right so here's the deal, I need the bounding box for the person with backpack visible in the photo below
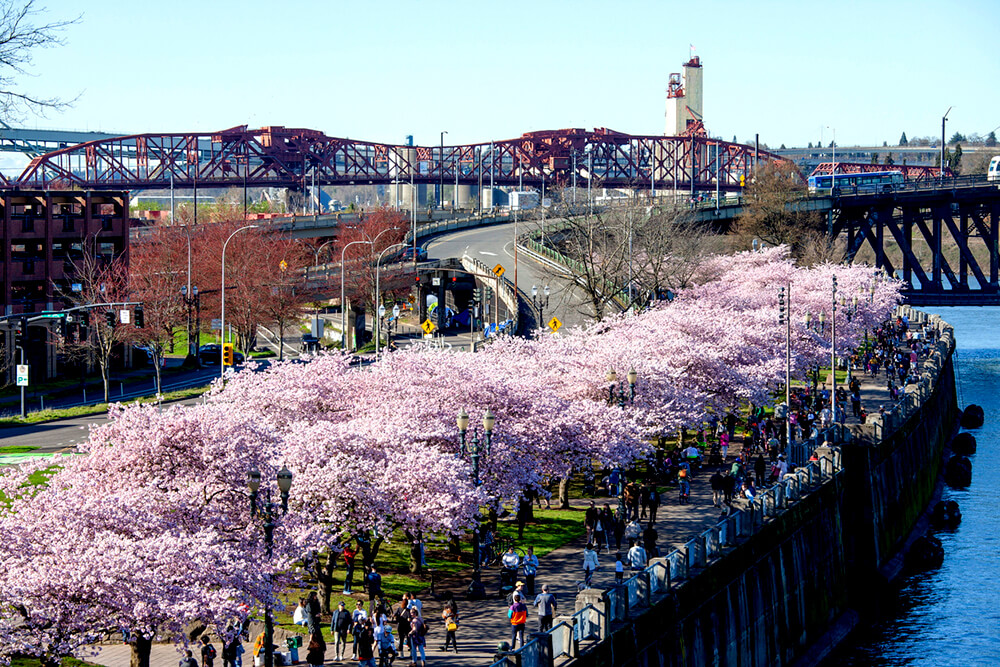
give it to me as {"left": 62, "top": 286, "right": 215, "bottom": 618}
{"left": 408, "top": 608, "right": 427, "bottom": 667}
{"left": 508, "top": 592, "right": 528, "bottom": 650}
{"left": 200, "top": 635, "right": 217, "bottom": 667}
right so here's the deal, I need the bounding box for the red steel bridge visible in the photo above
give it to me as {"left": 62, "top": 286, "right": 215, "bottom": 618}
{"left": 11, "top": 125, "right": 781, "bottom": 192}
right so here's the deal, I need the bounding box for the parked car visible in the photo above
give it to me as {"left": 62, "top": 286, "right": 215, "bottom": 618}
{"left": 199, "top": 344, "right": 245, "bottom": 365}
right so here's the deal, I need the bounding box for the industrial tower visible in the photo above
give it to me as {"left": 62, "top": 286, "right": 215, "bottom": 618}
{"left": 665, "top": 56, "right": 704, "bottom": 136}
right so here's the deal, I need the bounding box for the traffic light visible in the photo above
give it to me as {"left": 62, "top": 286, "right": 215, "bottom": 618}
{"left": 105, "top": 310, "right": 115, "bottom": 328}
{"left": 13, "top": 317, "right": 26, "bottom": 349}
{"left": 80, "top": 310, "right": 90, "bottom": 328}
{"left": 740, "top": 174, "right": 746, "bottom": 187}
{"left": 222, "top": 343, "right": 234, "bottom": 366}
{"left": 134, "top": 306, "right": 144, "bottom": 329}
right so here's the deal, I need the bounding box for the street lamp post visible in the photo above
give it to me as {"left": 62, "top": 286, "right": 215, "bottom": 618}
{"left": 220, "top": 225, "right": 259, "bottom": 379}
{"left": 375, "top": 243, "right": 407, "bottom": 361}
{"left": 439, "top": 131, "right": 448, "bottom": 208}
{"left": 778, "top": 286, "right": 792, "bottom": 455}
{"left": 457, "top": 408, "right": 494, "bottom": 576}
{"left": 180, "top": 285, "right": 200, "bottom": 368}
{"left": 311, "top": 240, "right": 336, "bottom": 337}
{"left": 941, "top": 106, "right": 953, "bottom": 180}
{"left": 826, "top": 126, "right": 836, "bottom": 196}
{"left": 531, "top": 285, "right": 550, "bottom": 331}
{"left": 339, "top": 228, "right": 396, "bottom": 351}
{"left": 606, "top": 368, "right": 638, "bottom": 407}
{"left": 831, "top": 275, "right": 838, "bottom": 431}
{"left": 247, "top": 466, "right": 294, "bottom": 667}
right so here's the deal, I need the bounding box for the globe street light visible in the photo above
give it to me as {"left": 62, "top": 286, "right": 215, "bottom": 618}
{"left": 531, "top": 285, "right": 550, "bottom": 331}
{"left": 247, "top": 465, "right": 293, "bottom": 667}
{"left": 457, "top": 408, "right": 494, "bottom": 576}
{"left": 220, "top": 225, "right": 259, "bottom": 379}
{"left": 606, "top": 368, "right": 638, "bottom": 407}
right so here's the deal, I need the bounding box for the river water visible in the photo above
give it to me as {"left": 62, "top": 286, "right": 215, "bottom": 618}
{"left": 835, "top": 306, "right": 1000, "bottom": 665}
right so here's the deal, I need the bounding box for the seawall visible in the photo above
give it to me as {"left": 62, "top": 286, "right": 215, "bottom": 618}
{"left": 564, "top": 310, "right": 958, "bottom": 667}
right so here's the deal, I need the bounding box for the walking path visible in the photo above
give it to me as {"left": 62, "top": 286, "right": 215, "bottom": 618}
{"left": 84, "top": 341, "right": 914, "bottom": 667}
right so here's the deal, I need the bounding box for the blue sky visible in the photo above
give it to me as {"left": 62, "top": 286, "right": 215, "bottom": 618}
{"left": 14, "top": 0, "right": 1000, "bottom": 149}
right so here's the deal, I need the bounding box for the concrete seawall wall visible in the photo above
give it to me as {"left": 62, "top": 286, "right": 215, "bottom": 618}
{"left": 569, "top": 314, "right": 957, "bottom": 667}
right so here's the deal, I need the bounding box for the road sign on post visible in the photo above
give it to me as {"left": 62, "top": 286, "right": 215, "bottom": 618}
{"left": 492, "top": 264, "right": 505, "bottom": 277}
{"left": 119, "top": 309, "right": 131, "bottom": 325}
{"left": 15, "top": 365, "right": 28, "bottom": 386}
{"left": 547, "top": 317, "right": 562, "bottom": 332}
{"left": 421, "top": 319, "right": 436, "bottom": 335}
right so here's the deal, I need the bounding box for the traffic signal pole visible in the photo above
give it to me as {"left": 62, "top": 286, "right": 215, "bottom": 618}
{"left": 17, "top": 344, "right": 25, "bottom": 418}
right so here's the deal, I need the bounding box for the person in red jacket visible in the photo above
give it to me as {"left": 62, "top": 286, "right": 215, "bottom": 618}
{"left": 342, "top": 541, "right": 357, "bottom": 594}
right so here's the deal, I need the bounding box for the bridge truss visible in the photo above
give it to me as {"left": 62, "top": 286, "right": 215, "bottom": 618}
{"left": 835, "top": 183, "right": 1000, "bottom": 305}
{"left": 12, "top": 125, "right": 782, "bottom": 192}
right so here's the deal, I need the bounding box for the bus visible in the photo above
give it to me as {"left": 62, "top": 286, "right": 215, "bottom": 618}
{"left": 988, "top": 156, "right": 1000, "bottom": 183}
{"left": 808, "top": 170, "right": 905, "bottom": 195}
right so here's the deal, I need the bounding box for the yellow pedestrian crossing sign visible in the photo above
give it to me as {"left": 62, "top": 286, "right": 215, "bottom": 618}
{"left": 492, "top": 264, "right": 505, "bottom": 277}
{"left": 547, "top": 317, "right": 562, "bottom": 332}
{"left": 421, "top": 319, "right": 436, "bottom": 334}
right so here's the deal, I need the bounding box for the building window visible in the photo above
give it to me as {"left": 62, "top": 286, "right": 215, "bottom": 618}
{"left": 62, "top": 217, "right": 74, "bottom": 232}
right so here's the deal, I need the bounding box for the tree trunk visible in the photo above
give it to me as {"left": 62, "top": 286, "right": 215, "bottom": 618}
{"left": 101, "top": 362, "right": 110, "bottom": 402}
{"left": 153, "top": 354, "right": 162, "bottom": 394}
{"left": 558, "top": 476, "right": 571, "bottom": 509}
{"left": 312, "top": 552, "right": 336, "bottom": 615}
{"left": 130, "top": 634, "right": 152, "bottom": 667}
{"left": 448, "top": 534, "right": 462, "bottom": 556}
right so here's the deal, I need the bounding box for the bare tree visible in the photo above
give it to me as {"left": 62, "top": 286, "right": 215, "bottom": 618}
{"left": 531, "top": 204, "right": 630, "bottom": 322}
{"left": 59, "top": 245, "right": 134, "bottom": 403}
{"left": 630, "top": 206, "right": 721, "bottom": 300}
{"left": 0, "top": 0, "right": 80, "bottom": 120}
{"left": 736, "top": 161, "right": 826, "bottom": 257}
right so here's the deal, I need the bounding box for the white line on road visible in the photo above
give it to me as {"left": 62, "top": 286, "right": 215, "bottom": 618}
{"left": 478, "top": 251, "right": 497, "bottom": 256}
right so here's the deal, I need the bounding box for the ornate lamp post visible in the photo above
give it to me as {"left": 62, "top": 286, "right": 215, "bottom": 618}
{"left": 606, "top": 368, "right": 638, "bottom": 407}
{"left": 457, "top": 408, "right": 494, "bottom": 577}
{"left": 531, "top": 285, "right": 550, "bottom": 330}
{"left": 778, "top": 286, "right": 792, "bottom": 452}
{"left": 247, "top": 466, "right": 293, "bottom": 667}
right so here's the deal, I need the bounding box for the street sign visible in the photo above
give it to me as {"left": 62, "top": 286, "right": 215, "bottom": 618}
{"left": 432, "top": 276, "right": 441, "bottom": 287}
{"left": 492, "top": 263, "right": 505, "bottom": 277}
{"left": 547, "top": 317, "right": 562, "bottom": 332}
{"left": 211, "top": 318, "right": 222, "bottom": 331}
{"left": 378, "top": 305, "right": 386, "bottom": 318}
{"left": 15, "top": 365, "right": 28, "bottom": 387}
{"left": 392, "top": 305, "right": 400, "bottom": 318}
{"left": 119, "top": 309, "right": 131, "bottom": 325}
{"left": 421, "top": 319, "right": 436, "bottom": 334}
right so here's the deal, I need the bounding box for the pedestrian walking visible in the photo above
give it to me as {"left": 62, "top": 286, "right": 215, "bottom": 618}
{"left": 582, "top": 543, "right": 599, "bottom": 587}
{"left": 533, "top": 585, "right": 558, "bottom": 632}
{"left": 440, "top": 593, "right": 459, "bottom": 653}
{"left": 508, "top": 592, "right": 528, "bottom": 650}
{"left": 710, "top": 470, "right": 725, "bottom": 507}
{"left": 355, "top": 619, "right": 376, "bottom": 667}
{"left": 521, "top": 546, "right": 539, "bottom": 595}
{"left": 180, "top": 650, "right": 198, "bottom": 667}
{"left": 408, "top": 609, "right": 427, "bottom": 667}
{"left": 200, "top": 635, "right": 216, "bottom": 667}
{"left": 331, "top": 601, "right": 351, "bottom": 662}
{"left": 392, "top": 595, "right": 411, "bottom": 660}
{"left": 351, "top": 600, "right": 368, "bottom": 659}
{"left": 627, "top": 540, "right": 647, "bottom": 571}
{"left": 221, "top": 628, "right": 239, "bottom": 667}
{"left": 365, "top": 566, "right": 383, "bottom": 615}
{"left": 647, "top": 485, "right": 661, "bottom": 524}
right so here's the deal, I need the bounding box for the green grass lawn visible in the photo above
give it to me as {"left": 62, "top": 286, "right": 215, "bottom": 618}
{"left": 0, "top": 385, "right": 212, "bottom": 427}
{"left": 0, "top": 445, "right": 39, "bottom": 454}
{"left": 10, "top": 657, "right": 96, "bottom": 667}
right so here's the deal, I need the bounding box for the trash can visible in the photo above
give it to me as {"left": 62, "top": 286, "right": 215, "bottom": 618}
{"left": 285, "top": 637, "right": 302, "bottom": 664}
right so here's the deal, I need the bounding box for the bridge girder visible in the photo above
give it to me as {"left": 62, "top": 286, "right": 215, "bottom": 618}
{"left": 834, "top": 185, "right": 1000, "bottom": 305}
{"left": 11, "top": 125, "right": 784, "bottom": 193}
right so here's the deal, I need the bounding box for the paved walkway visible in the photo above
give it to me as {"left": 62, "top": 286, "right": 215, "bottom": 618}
{"left": 83, "top": 343, "right": 915, "bottom": 667}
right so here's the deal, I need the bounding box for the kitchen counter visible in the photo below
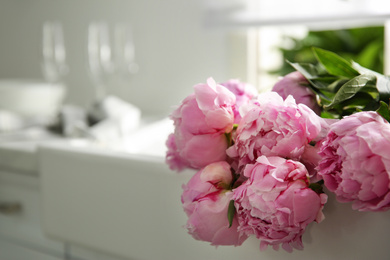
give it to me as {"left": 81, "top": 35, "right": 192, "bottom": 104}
{"left": 2, "top": 122, "right": 390, "bottom": 260}
{"left": 0, "top": 141, "right": 38, "bottom": 174}
{"left": 0, "top": 116, "right": 172, "bottom": 175}
{"left": 0, "top": 128, "right": 62, "bottom": 175}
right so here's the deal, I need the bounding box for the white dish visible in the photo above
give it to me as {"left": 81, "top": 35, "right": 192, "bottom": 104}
{"left": 0, "top": 79, "right": 65, "bottom": 119}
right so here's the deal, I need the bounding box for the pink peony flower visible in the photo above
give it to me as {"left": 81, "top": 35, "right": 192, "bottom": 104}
{"left": 318, "top": 111, "right": 390, "bottom": 211}
{"left": 272, "top": 71, "right": 321, "bottom": 115}
{"left": 181, "top": 161, "right": 248, "bottom": 246}
{"left": 220, "top": 79, "right": 258, "bottom": 124}
{"left": 300, "top": 118, "right": 339, "bottom": 180}
{"left": 227, "top": 92, "right": 323, "bottom": 170}
{"left": 233, "top": 156, "right": 327, "bottom": 252}
{"left": 166, "top": 78, "right": 236, "bottom": 171}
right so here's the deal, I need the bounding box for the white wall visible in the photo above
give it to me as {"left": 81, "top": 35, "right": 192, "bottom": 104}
{"left": 0, "top": 0, "right": 236, "bottom": 117}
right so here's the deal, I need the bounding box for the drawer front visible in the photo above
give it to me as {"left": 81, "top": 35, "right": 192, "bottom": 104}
{"left": 0, "top": 237, "right": 63, "bottom": 260}
{"left": 0, "top": 170, "right": 64, "bottom": 256}
{"left": 69, "top": 244, "right": 130, "bottom": 260}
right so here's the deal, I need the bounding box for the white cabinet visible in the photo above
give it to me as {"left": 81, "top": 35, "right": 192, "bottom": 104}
{"left": 39, "top": 141, "right": 390, "bottom": 260}
{"left": 0, "top": 140, "right": 127, "bottom": 260}
{"left": 0, "top": 238, "right": 63, "bottom": 260}
{"left": 0, "top": 168, "right": 128, "bottom": 260}
{"left": 0, "top": 170, "right": 65, "bottom": 258}
{"left": 68, "top": 245, "right": 132, "bottom": 260}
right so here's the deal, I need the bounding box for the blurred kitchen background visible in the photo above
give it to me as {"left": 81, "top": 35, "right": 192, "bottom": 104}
{"left": 1, "top": 0, "right": 390, "bottom": 118}
{"left": 1, "top": 1, "right": 390, "bottom": 259}
{"left": 0, "top": 0, "right": 234, "bottom": 118}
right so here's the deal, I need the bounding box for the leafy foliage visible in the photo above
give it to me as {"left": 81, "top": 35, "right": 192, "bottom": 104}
{"left": 227, "top": 200, "right": 236, "bottom": 228}
{"left": 377, "top": 101, "right": 390, "bottom": 122}
{"left": 289, "top": 47, "right": 390, "bottom": 120}
{"left": 272, "top": 26, "right": 384, "bottom": 76}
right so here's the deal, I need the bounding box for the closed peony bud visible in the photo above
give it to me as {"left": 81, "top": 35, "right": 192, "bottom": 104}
{"left": 272, "top": 71, "right": 321, "bottom": 115}
{"left": 181, "top": 161, "right": 248, "bottom": 246}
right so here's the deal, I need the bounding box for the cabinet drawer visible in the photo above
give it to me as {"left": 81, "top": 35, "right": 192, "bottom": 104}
{"left": 0, "top": 237, "right": 63, "bottom": 260}
{"left": 0, "top": 170, "right": 64, "bottom": 256}
{"left": 69, "top": 244, "right": 129, "bottom": 260}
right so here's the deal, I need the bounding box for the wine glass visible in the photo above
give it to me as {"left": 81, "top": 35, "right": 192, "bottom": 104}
{"left": 42, "top": 21, "right": 68, "bottom": 83}
{"left": 113, "top": 23, "right": 139, "bottom": 77}
{"left": 87, "top": 22, "right": 114, "bottom": 101}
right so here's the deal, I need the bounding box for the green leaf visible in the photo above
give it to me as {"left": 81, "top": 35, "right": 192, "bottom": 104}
{"left": 352, "top": 61, "right": 382, "bottom": 76}
{"left": 309, "top": 77, "right": 341, "bottom": 90}
{"left": 309, "top": 180, "right": 324, "bottom": 194}
{"left": 376, "top": 75, "right": 390, "bottom": 101}
{"left": 225, "top": 132, "right": 232, "bottom": 147}
{"left": 326, "top": 74, "right": 377, "bottom": 108}
{"left": 326, "top": 79, "right": 350, "bottom": 93}
{"left": 227, "top": 200, "right": 236, "bottom": 228}
{"left": 332, "top": 92, "right": 379, "bottom": 112}
{"left": 355, "top": 40, "right": 383, "bottom": 70}
{"left": 351, "top": 61, "right": 390, "bottom": 100}
{"left": 287, "top": 61, "right": 321, "bottom": 79}
{"left": 320, "top": 110, "right": 340, "bottom": 119}
{"left": 377, "top": 101, "right": 390, "bottom": 122}
{"left": 313, "top": 47, "right": 360, "bottom": 78}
☆ ☆ ☆ ☆ ☆
* [PROBLEM DESCRIPTION]:
Please go through the material and return each line where the word "lamp" appears.

* [EXERCISE OUTPUT]:
right so here's the deal, I need the bounding box for the street lamp post visible in the photo above
right so here's the deal, I need the bounding box for the ornate lamp post visible in the photo above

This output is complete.